**SELECTED EXCERPT**.
>>

Pocket Pistols Of The Old West

More Popular Than The Peacemaker?

The Forehand & Wadsworth British Bulldog (bottom) was half the size
of a Colt Peacemaker and Bisley, but packed a .44 Webley double-action punch!

When we think of the wild and woolly west, most of us envision cowboys, lawmen and outlaws packing full-frame Colt, Remington and Smith & Wesson revolvers. In the wild regions of the west, packing a big-bore full-frame pistol was important but carrying a weapon in many growing towns and cities was prohibited. More often than not, weapons were smaller and hidden from view. Then, like now, a small pocket pistol was preferred and the public had plenty to choose from — good, bad and ugly.

Every gambler needed one: Two favorite old west pocket pistols, both the
Colt Lightning (left) and the Colt New Line (right) were offered in .38 Colt.

<<

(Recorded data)
>>

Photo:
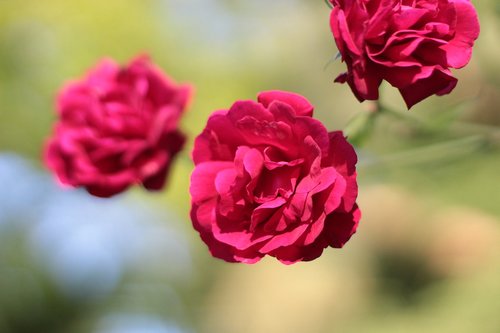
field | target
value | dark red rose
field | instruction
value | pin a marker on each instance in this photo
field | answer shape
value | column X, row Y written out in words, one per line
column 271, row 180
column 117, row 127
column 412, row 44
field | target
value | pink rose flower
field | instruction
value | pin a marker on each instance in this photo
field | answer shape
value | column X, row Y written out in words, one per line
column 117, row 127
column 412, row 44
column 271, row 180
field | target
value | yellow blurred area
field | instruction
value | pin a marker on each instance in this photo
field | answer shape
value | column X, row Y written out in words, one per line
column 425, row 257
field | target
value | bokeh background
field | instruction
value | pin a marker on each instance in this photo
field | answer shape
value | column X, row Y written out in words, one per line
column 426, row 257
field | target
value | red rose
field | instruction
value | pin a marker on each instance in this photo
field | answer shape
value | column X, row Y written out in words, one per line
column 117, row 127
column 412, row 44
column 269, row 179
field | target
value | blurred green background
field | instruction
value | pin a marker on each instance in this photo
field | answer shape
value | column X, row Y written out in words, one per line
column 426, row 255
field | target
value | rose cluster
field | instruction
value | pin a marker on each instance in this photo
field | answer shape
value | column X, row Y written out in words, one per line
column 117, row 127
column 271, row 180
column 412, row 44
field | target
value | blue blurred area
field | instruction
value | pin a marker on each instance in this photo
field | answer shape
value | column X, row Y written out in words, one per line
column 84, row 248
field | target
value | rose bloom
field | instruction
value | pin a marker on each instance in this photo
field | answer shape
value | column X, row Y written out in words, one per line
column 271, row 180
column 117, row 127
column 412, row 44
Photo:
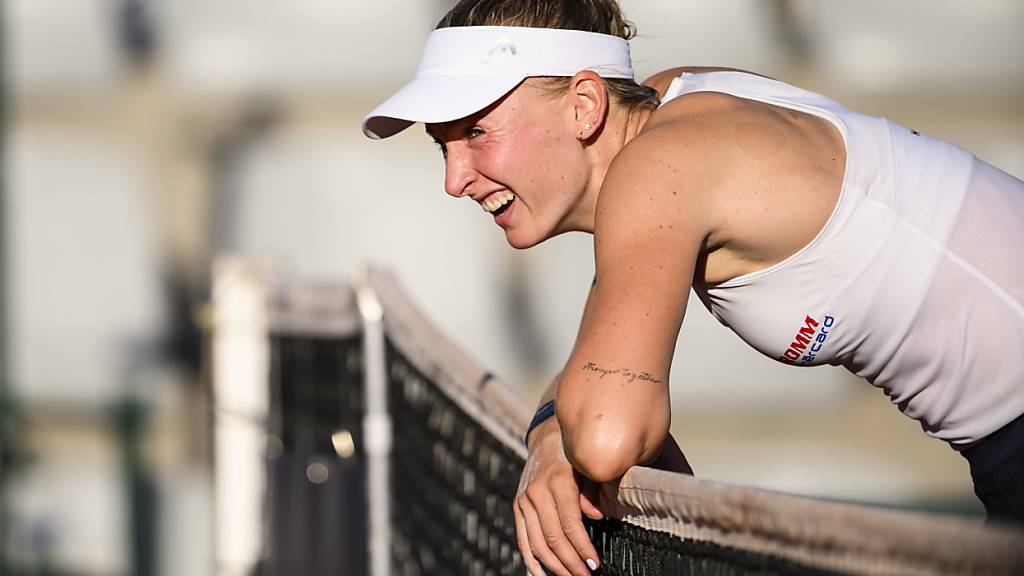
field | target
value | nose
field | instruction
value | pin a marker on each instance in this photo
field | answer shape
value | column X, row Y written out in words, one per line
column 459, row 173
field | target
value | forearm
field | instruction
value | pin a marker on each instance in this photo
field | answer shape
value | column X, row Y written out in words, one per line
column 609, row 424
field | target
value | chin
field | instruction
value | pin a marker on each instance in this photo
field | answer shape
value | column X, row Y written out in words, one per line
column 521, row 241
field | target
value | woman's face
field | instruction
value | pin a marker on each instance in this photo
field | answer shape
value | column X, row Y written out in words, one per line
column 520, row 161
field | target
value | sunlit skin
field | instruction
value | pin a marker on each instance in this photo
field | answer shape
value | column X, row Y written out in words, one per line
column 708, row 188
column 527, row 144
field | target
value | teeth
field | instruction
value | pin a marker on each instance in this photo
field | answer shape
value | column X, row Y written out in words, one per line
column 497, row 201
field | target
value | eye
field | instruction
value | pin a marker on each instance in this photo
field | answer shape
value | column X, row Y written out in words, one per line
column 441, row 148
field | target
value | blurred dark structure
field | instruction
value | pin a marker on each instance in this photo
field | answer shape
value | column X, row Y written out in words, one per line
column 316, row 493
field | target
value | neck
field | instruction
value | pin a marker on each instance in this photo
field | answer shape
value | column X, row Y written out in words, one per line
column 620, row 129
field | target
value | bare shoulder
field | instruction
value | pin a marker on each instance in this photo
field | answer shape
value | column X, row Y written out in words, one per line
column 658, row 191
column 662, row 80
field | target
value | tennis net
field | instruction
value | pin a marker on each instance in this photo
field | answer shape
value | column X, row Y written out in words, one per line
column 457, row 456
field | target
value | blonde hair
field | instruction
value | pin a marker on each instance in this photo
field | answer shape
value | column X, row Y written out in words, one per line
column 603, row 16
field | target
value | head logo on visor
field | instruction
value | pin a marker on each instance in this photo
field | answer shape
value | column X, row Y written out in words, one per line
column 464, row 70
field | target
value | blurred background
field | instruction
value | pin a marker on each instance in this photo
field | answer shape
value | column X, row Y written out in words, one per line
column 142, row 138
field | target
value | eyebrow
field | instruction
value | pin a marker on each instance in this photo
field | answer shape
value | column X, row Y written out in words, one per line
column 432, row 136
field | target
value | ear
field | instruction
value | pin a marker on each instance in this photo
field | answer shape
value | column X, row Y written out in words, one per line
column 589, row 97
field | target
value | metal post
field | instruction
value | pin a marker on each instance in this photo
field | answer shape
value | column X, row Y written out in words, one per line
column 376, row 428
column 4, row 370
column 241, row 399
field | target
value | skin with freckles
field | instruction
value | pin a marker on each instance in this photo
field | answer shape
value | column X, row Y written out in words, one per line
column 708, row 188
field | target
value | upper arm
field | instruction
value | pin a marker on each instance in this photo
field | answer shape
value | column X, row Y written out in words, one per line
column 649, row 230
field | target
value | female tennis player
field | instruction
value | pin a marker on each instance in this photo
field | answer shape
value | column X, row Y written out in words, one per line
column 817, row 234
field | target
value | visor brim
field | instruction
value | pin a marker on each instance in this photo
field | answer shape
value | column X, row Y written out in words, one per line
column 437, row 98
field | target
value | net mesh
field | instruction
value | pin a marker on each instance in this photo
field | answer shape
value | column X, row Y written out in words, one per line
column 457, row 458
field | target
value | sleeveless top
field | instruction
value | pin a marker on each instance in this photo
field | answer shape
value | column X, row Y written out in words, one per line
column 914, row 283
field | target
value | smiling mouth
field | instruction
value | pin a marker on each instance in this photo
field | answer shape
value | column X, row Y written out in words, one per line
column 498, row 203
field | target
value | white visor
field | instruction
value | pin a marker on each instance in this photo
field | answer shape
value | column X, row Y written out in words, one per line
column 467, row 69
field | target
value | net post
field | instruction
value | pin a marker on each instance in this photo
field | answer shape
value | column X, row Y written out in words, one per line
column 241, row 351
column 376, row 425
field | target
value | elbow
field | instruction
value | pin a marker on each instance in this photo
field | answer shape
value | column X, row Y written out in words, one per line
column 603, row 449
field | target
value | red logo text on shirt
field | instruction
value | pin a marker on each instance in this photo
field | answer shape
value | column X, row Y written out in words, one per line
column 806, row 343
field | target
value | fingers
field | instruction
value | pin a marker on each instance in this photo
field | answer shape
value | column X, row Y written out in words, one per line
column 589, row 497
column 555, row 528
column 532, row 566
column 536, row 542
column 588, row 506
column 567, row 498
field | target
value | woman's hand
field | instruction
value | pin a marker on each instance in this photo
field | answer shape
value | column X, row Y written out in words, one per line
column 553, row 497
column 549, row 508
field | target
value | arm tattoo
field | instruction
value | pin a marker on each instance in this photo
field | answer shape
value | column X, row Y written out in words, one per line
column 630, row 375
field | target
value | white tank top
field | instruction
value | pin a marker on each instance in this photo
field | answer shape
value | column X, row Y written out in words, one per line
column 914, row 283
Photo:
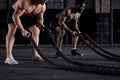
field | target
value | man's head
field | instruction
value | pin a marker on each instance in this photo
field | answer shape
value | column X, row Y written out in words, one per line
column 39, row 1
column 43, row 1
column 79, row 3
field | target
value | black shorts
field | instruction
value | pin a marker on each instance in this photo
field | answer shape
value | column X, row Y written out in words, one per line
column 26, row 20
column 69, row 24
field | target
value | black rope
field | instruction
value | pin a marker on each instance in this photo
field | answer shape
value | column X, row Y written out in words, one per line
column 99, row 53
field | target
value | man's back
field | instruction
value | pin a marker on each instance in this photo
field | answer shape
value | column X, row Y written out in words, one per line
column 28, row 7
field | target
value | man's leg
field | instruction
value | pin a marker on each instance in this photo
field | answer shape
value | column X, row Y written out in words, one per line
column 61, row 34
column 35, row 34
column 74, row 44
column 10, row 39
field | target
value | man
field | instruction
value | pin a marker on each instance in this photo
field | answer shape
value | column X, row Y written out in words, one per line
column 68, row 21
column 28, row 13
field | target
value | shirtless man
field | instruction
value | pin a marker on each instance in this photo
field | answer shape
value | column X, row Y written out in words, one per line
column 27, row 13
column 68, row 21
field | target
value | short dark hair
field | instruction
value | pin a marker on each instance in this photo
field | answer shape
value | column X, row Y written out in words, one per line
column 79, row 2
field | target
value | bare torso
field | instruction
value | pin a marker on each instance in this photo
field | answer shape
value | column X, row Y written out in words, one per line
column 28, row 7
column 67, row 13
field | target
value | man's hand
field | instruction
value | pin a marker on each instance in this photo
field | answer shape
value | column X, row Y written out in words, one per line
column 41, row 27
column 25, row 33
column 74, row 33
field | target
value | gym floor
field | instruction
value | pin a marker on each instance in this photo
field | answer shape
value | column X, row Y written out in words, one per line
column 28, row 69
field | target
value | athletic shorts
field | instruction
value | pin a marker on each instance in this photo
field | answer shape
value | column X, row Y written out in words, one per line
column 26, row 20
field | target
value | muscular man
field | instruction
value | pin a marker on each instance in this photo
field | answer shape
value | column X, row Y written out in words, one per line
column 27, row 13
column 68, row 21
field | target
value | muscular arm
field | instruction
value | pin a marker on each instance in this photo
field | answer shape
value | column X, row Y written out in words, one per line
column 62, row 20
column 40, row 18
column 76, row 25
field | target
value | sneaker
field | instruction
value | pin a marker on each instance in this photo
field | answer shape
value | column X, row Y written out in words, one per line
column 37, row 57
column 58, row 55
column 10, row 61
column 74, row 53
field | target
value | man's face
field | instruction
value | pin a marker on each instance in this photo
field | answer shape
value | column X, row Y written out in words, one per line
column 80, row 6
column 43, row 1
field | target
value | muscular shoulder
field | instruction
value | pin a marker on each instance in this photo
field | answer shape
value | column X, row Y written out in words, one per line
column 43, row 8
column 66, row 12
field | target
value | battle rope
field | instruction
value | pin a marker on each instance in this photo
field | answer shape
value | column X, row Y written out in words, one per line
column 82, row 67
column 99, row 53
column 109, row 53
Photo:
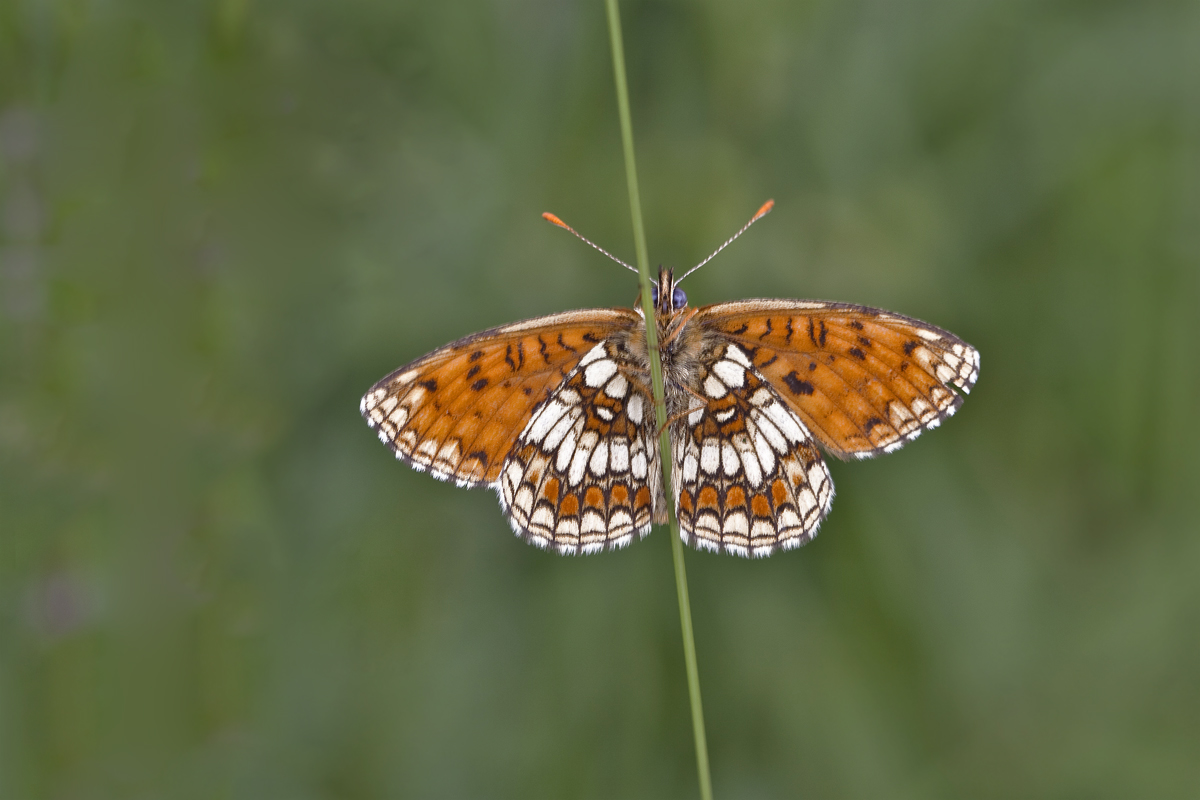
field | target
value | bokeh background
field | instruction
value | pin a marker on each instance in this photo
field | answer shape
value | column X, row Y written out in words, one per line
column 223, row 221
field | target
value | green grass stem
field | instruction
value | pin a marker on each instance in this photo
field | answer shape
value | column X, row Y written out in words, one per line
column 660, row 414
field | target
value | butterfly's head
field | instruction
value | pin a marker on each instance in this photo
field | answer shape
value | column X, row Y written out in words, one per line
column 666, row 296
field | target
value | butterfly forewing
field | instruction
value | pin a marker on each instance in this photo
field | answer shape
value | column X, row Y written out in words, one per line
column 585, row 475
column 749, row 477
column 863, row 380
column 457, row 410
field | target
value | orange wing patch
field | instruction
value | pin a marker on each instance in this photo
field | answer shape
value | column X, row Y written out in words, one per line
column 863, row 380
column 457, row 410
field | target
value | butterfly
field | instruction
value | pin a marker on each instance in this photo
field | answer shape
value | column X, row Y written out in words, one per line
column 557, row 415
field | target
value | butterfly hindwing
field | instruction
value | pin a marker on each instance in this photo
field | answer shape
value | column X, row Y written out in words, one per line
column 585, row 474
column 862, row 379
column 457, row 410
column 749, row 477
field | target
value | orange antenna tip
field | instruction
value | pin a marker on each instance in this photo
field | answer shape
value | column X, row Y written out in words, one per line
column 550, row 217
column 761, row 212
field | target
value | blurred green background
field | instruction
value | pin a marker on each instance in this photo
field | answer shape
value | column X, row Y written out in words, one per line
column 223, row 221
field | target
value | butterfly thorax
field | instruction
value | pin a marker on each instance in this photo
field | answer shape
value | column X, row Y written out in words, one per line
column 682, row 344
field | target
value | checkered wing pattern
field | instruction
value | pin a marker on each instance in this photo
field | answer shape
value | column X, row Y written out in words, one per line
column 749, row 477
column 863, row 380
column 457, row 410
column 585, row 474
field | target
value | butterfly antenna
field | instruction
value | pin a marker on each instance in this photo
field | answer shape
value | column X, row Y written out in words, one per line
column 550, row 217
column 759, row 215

<<

**EXERCISE GOAL**. In the piece on Old West pocket pistols, substitute "Single Action Army" for "Peacemaker" and give that part again, beginning at the words "More Popular Than" and stopping after "Webley double-action punch!". These records were drawn from a separate source.

**ANSWER IN FULL**.
More Popular Than The Single Action Army?

The Forehand & Wadsworth British Bulldog (bottom) was half the size
of a Colt Single Action Army and Bisley, but packed a .44 Webley double-action punch!